What you are asked to do
Return all of the data exactly as written, without the pictures.

══ Records for the exercise ══

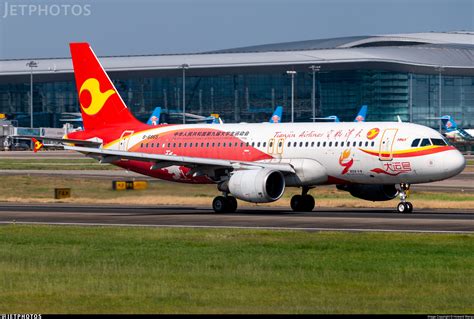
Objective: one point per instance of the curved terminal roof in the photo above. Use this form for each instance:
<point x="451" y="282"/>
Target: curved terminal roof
<point x="449" y="52"/>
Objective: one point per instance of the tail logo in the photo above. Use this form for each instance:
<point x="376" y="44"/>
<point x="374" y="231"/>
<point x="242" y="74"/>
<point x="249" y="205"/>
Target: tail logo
<point x="92" y="104"/>
<point x="344" y="162"/>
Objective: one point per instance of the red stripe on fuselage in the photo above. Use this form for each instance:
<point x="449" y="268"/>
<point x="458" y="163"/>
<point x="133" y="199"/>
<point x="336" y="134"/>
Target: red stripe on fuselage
<point x="413" y="153"/>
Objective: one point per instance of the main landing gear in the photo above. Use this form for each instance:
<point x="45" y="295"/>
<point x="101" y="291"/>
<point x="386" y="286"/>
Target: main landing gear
<point x="303" y="202"/>
<point x="404" y="207"/>
<point x="224" y="204"/>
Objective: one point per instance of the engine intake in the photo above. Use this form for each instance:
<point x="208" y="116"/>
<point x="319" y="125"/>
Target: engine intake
<point x="257" y="185"/>
<point x="372" y="192"/>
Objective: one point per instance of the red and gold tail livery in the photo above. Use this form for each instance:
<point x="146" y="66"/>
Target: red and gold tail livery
<point x="101" y="104"/>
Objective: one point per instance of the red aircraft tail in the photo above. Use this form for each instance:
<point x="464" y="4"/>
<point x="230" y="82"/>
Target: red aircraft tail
<point x="101" y="104"/>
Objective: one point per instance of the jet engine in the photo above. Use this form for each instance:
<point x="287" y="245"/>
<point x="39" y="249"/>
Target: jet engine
<point x="371" y="192"/>
<point x="257" y="185"/>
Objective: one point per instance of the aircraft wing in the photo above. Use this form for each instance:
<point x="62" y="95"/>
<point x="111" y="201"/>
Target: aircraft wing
<point x="162" y="161"/>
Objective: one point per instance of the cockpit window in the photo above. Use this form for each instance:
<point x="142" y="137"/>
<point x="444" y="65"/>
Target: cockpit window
<point x="425" y="142"/>
<point x="415" y="142"/>
<point x="438" y="141"/>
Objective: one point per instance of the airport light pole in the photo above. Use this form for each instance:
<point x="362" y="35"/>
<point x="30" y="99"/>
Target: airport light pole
<point x="440" y="69"/>
<point x="184" y="67"/>
<point x="292" y="73"/>
<point x="314" y="68"/>
<point x="31" y="65"/>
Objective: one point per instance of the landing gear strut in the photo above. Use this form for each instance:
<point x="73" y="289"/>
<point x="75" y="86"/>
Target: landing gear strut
<point x="404" y="207"/>
<point x="303" y="202"/>
<point x="224" y="204"/>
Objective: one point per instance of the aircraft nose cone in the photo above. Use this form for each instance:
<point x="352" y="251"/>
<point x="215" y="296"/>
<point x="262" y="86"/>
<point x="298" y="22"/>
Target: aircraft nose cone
<point x="456" y="163"/>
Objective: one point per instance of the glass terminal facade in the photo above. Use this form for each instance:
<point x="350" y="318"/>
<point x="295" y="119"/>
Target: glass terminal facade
<point x="252" y="97"/>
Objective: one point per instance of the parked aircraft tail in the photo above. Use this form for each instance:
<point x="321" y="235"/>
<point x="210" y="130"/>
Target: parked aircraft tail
<point x="155" y="117"/>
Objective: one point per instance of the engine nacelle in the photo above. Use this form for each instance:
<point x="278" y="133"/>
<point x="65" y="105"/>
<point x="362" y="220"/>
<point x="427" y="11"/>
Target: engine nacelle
<point x="257" y="185"/>
<point x="372" y="192"/>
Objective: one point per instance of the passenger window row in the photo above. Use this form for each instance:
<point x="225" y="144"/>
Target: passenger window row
<point x="418" y="142"/>
<point x="259" y="144"/>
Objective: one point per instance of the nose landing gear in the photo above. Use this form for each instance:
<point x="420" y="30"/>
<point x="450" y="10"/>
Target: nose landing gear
<point x="404" y="207"/>
<point x="224" y="204"/>
<point x="303" y="202"/>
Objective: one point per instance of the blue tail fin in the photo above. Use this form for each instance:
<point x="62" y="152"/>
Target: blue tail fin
<point x="155" y="117"/>
<point x="448" y="123"/>
<point x="276" y="116"/>
<point x="362" y="114"/>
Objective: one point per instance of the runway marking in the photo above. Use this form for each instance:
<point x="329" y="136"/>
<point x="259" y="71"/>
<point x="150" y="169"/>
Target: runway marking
<point x="245" y="227"/>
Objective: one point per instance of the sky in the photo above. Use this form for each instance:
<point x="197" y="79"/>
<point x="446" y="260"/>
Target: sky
<point x="43" y="29"/>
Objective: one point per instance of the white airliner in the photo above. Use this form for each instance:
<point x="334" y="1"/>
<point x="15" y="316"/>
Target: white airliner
<point x="374" y="161"/>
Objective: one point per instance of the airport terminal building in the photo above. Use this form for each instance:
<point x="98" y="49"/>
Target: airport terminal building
<point x="415" y="76"/>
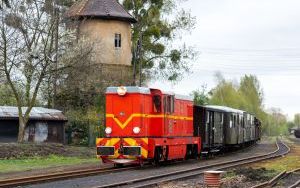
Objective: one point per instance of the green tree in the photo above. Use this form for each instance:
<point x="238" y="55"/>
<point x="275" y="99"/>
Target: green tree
<point x="226" y="94"/>
<point x="6" y="97"/>
<point x="157" y="31"/>
<point x="250" y="89"/>
<point x="27" y="51"/>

═══

Final result
Objective: one point per instance of the curved terminal roof in the photo above. Use this form for each instance:
<point x="451" y="282"/>
Target: curved terminal roof
<point x="449" y="52"/>
Objective: one point per instance of the tail logo in the photo above. Use this form for each instance:
<point x="376" y="44"/>
<point x="374" y="231"/>
<point x="242" y="74"/>
<point x="249" y="205"/>
Target: tail logo
<point x="92" y="104"/>
<point x="344" y="162"/>
Objective: one point per instance of the red stripe on fuselage in the photo above. Use this form for each instance:
<point x="449" y="268"/>
<point x="458" y="163"/>
<point x="133" y="199"/>
<point x="336" y="134"/>
Target: red stripe on fuselage
<point x="413" y="153"/>
Objective: one point per instance of the main landing gear in the photo above. Use this form for each instance:
<point x="45" y="295"/>
<point x="101" y="291"/>
<point x="386" y="286"/>
Target: main landing gear
<point x="303" y="202"/>
<point x="404" y="207"/>
<point x="224" y="204"/>
Objective: one point per instance of the engine intake in the photo above. Use this form for each instance:
<point x="208" y="116"/>
<point x="319" y="125"/>
Target: engine intake
<point x="257" y="185"/>
<point x="372" y="192"/>
Objective: one point per instance of the red and gold tail livery in the photo above. Use this form for each instance:
<point x="146" y="66"/>
Target: red and gold tail livery
<point x="101" y="104"/>
Objective: one point per instance of the red aircraft tail in the photo above. Use this form for each instance:
<point x="464" y="4"/>
<point x="230" y="82"/>
Target: red aircraft tail
<point x="101" y="104"/>
Objective: one point per instance of the jet engine in the photo above. Use this form for each instance:
<point x="287" y="245"/>
<point x="39" y="249"/>
Target: jet engine
<point x="371" y="192"/>
<point x="257" y="185"/>
Objective: one point per instance of the aircraft wing in the photo above. Use this form for each instance:
<point x="62" y="95"/>
<point x="111" y="201"/>
Target: aircraft wing
<point x="162" y="161"/>
Objective: one point per instance of the cockpit window in the photo above. Use this form for each instance:
<point x="142" y="137"/>
<point x="444" y="65"/>
Target: cockpit window
<point x="425" y="142"/>
<point x="415" y="142"/>
<point x="438" y="141"/>
Objective: one point per instance of the airport light pole in the photo above. Use this form for each instance:
<point x="362" y="35"/>
<point x="30" y="99"/>
Target: airport light pole
<point x="440" y="69"/>
<point x="184" y="67"/>
<point x="292" y="73"/>
<point x="314" y="68"/>
<point x="31" y="65"/>
Objective: one point per instance of the landing gear strut in the photo above. Use this form for each instance:
<point x="73" y="289"/>
<point x="75" y="86"/>
Target: landing gear strut
<point x="404" y="207"/>
<point x="303" y="202"/>
<point x="224" y="204"/>
Objective: one point per instance of the aircraft nose cone in the photo above. Use this form for each instance:
<point x="352" y="251"/>
<point x="215" y="296"/>
<point x="262" y="86"/>
<point x="298" y="22"/>
Target: aircraft nose cone
<point x="456" y="163"/>
Objective: one point per instance of the glass terminal facade in the photo above. Use this form for each instance:
<point x="350" y="318"/>
<point x="295" y="119"/>
Target: glass terminal facade
<point x="252" y="97"/>
Objective: one point per instance of the parked aircraft tail in the photo above. Use this form for each instance:
<point x="321" y="235"/>
<point x="210" y="130"/>
Target: parked aircraft tail
<point x="155" y="117"/>
Objective: one point per instance of the engine nacelle in the photo above. Use this form for each instance:
<point x="278" y="133"/>
<point x="65" y="105"/>
<point x="362" y="220"/>
<point x="427" y="11"/>
Target: engine nacelle
<point x="257" y="185"/>
<point x="372" y="192"/>
Objective: one point per instance of the passenger window row in the photo above. Use this form for each instance:
<point x="225" y="144"/>
Target: passenger window row
<point x="418" y="142"/>
<point x="259" y="144"/>
Objective: one point per instance of the nose landing gear in the photo above. Use this form for each instance:
<point x="420" y="30"/>
<point x="450" y="10"/>
Target: nose landing gear
<point x="404" y="207"/>
<point x="224" y="204"/>
<point x="303" y="202"/>
Objective: one point per instance of the blue tail fin in the photo above. Use this form for each instance:
<point x="62" y="152"/>
Target: blue tail fin
<point x="155" y="117"/>
<point x="448" y="123"/>
<point x="276" y="116"/>
<point x="362" y="114"/>
Objective: one point per instance of the runway marking in the photo above. Use this form for each instance:
<point x="329" y="136"/>
<point x="259" y="71"/>
<point x="150" y="169"/>
Target: runway marking
<point x="245" y="227"/>
Objective: one point per instance of the sky in the photo above. Use this form for each instance:
<point x="197" y="79"/>
<point x="446" y="260"/>
Target: sky
<point x="43" y="29"/>
Objective: one point per instance of the white airliner in the photo above. Use this form for each instance:
<point x="334" y="1"/>
<point x="15" y="316"/>
Target: white airliner
<point x="374" y="161"/>
Objective: one point per instance of the airport terminal building in the photo above. Use this form for each instance:
<point x="98" y="49"/>
Target: airport terminal building
<point x="415" y="76"/>
Objective: one point per instance of the green tree in the photo above. Use this form for each instance:
<point x="238" y="55"/>
<point x="275" y="99"/>
Target: green tree
<point x="226" y="94"/>
<point x="6" y="97"/>
<point x="157" y="31"/>
<point x="250" y="89"/>
<point x="27" y="51"/>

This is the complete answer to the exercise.